List every line of the records that contains the word "plastic".

--- RECORDS SUPPLIED ---

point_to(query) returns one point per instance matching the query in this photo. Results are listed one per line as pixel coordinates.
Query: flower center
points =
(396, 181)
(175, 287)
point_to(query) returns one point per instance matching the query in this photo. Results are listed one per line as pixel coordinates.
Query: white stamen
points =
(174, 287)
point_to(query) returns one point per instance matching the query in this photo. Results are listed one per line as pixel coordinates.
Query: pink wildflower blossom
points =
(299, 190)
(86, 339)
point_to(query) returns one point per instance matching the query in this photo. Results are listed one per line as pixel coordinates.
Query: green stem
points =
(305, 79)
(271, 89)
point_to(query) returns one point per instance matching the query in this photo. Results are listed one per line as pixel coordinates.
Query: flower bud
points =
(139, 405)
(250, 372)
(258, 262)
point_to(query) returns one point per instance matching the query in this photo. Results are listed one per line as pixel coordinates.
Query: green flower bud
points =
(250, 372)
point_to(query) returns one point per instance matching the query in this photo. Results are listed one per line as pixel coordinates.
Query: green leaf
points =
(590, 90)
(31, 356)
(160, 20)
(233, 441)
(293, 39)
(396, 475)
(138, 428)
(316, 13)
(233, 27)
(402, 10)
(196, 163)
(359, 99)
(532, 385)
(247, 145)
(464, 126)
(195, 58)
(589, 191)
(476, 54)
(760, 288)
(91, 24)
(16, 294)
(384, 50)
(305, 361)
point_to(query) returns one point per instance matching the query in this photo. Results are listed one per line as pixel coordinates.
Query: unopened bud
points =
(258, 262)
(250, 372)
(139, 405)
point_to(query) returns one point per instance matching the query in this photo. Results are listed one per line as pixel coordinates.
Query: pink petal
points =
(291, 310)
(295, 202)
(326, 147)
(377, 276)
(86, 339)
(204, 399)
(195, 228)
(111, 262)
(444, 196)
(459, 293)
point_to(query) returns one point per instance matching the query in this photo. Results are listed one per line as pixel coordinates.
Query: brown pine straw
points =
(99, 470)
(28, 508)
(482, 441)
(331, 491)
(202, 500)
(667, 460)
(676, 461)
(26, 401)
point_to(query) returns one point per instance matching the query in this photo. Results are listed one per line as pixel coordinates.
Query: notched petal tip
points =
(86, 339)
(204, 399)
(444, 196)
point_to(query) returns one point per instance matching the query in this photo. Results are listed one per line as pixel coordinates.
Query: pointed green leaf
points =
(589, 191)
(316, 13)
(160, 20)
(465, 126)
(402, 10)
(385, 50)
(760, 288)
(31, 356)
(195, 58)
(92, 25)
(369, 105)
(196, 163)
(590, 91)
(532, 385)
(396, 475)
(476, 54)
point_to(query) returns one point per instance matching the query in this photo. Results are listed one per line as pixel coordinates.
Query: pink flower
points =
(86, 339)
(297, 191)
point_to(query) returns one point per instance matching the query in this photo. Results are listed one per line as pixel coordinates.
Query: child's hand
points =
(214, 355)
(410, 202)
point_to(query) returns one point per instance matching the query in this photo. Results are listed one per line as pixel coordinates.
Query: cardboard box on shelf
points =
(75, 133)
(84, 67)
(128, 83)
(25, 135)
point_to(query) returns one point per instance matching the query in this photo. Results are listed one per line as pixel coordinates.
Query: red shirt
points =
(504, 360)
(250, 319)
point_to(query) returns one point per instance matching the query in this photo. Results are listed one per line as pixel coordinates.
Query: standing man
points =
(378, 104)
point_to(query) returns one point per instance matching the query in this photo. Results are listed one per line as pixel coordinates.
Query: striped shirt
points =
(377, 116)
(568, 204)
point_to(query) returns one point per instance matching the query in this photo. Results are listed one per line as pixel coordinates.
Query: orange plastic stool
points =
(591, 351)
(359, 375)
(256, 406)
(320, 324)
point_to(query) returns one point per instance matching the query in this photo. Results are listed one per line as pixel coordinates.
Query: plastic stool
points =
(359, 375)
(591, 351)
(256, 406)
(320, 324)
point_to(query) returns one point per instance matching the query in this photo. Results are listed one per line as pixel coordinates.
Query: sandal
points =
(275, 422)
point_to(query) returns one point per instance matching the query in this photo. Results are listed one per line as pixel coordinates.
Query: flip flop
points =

---

#### ANSWER
Query: orange plastic stool
Query: plastic stool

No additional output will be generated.